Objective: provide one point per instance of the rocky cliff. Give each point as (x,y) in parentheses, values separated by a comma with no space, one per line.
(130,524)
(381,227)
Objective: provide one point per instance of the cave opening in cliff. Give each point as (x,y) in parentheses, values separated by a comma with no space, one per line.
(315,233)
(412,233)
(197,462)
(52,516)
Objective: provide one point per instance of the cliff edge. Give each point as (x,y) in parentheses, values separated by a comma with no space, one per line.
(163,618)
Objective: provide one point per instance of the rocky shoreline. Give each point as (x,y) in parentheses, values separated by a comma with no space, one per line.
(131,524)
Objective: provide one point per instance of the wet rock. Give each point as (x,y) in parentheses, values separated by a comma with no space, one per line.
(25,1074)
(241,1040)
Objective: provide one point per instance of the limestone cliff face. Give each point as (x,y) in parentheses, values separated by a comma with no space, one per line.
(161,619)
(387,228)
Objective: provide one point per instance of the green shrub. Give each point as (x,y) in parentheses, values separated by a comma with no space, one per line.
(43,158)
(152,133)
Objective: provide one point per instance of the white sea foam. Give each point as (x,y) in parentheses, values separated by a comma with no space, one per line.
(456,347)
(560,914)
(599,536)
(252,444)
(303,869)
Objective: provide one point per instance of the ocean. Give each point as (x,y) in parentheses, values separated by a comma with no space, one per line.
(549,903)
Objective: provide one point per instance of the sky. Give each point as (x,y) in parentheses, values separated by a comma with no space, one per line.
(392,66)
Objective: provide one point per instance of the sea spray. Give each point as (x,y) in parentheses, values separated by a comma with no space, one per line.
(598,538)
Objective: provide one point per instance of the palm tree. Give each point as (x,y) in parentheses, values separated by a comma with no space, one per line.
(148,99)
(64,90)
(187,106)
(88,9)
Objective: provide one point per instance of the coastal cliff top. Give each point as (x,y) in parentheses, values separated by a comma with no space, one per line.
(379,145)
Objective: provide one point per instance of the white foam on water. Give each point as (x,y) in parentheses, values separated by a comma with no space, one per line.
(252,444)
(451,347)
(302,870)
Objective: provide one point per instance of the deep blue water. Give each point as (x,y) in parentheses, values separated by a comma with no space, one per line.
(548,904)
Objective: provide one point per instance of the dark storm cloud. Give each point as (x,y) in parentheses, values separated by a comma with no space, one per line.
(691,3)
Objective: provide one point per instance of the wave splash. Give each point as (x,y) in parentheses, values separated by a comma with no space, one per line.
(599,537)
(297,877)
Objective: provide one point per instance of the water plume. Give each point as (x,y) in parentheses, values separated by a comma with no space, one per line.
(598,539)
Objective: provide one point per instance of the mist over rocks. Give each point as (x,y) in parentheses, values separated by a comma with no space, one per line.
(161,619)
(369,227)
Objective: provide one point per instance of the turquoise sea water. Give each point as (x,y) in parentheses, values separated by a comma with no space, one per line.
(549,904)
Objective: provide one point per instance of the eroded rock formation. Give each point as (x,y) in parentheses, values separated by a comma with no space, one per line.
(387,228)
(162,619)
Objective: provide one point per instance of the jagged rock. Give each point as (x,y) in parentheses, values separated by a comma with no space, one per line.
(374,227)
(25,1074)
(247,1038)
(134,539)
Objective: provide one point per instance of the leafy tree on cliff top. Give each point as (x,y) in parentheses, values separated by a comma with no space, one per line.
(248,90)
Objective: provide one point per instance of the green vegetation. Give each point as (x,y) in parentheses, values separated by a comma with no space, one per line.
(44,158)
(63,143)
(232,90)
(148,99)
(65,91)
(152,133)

---

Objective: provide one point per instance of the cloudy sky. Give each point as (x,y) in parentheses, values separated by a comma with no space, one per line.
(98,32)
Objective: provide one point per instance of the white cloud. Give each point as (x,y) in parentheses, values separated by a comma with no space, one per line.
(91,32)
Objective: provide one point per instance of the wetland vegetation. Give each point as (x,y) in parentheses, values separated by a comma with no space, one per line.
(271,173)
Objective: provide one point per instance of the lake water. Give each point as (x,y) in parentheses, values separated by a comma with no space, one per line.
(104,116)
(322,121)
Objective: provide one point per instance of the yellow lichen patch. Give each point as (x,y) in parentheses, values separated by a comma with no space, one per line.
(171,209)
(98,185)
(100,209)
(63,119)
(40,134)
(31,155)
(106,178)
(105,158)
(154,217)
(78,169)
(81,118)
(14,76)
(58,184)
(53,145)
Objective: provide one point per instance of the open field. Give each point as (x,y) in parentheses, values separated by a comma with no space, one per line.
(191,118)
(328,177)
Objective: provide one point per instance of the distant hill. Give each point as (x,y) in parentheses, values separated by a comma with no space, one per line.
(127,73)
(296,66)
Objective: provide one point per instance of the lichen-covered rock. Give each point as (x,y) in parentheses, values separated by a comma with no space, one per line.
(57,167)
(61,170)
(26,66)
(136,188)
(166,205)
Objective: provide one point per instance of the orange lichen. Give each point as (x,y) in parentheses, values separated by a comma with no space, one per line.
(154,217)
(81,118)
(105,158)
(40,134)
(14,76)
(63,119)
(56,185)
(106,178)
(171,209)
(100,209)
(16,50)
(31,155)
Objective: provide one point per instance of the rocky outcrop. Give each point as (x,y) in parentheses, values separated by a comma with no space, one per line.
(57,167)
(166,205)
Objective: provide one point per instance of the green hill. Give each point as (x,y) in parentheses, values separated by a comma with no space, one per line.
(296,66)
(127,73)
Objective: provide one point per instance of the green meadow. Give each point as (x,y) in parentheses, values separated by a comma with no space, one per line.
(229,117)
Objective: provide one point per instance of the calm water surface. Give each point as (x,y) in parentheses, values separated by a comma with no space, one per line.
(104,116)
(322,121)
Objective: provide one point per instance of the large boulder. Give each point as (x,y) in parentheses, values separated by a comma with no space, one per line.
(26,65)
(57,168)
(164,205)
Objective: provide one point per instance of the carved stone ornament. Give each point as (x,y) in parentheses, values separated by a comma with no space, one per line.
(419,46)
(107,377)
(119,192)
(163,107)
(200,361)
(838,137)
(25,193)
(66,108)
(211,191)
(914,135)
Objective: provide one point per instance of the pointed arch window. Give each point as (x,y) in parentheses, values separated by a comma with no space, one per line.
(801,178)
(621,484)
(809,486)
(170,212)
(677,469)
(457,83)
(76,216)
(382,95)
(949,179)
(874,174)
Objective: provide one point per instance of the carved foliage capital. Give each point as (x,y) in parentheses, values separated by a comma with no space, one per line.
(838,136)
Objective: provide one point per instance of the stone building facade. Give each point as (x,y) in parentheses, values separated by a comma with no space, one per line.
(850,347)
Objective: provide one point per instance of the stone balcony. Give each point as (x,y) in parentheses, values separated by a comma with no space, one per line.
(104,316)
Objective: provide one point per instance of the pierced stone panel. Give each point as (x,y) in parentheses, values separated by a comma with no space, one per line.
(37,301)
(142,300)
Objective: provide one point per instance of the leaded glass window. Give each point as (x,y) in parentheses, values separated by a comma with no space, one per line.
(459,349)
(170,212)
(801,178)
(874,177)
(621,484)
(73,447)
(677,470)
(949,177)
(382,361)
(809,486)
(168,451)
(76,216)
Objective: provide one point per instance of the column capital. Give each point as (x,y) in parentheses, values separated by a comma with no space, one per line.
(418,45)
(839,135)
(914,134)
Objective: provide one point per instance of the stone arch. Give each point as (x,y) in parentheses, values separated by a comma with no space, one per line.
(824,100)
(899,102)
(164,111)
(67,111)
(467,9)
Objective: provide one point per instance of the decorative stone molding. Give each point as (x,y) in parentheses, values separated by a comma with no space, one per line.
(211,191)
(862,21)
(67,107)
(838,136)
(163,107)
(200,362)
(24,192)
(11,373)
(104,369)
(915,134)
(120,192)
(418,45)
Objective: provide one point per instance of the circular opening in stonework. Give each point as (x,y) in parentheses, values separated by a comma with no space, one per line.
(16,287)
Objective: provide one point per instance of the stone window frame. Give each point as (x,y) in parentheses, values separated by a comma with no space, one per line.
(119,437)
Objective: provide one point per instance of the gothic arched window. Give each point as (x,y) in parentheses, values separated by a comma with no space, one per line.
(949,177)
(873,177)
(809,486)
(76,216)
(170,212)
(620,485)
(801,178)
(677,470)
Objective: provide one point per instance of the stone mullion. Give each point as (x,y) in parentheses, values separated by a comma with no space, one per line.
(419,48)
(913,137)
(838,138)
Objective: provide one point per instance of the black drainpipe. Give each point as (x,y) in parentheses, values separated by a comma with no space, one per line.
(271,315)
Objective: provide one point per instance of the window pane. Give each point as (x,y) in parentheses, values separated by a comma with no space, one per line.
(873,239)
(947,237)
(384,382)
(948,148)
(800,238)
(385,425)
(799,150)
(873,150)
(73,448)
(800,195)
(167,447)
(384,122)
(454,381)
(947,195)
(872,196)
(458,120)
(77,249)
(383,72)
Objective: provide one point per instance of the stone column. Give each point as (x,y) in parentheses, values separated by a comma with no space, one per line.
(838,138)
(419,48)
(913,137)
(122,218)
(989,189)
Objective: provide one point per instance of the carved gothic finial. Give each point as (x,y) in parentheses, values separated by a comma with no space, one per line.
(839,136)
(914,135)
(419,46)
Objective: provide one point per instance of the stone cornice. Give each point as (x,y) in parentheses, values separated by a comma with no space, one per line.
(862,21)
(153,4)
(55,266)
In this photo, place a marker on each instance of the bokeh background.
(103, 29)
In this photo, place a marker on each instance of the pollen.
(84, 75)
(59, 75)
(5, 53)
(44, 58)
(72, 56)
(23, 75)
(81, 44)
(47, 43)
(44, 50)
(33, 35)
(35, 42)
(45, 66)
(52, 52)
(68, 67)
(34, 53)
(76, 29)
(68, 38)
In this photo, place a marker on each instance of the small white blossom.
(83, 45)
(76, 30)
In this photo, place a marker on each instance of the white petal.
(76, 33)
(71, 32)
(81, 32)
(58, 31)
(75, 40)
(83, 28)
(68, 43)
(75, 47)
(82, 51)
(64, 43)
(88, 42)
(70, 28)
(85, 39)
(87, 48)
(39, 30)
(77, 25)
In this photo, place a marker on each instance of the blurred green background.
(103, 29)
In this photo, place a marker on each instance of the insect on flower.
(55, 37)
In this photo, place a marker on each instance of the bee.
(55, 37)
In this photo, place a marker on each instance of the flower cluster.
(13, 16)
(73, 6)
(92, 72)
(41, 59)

▸ What is required
Locate every line in the entries above that contains the string "hill" and copy each one in full, treating uppercase and lowercase as different.

▸ Exercise response
Objective: provide one point per instance of the distant hill. Give each point as (x,y) in parentheses, values separated by a comma with no space, one per line.
Objective: provide one point per instance of the green hill. Give each point as (x,y) in parentheses, values separated by a comma with no space, one per line.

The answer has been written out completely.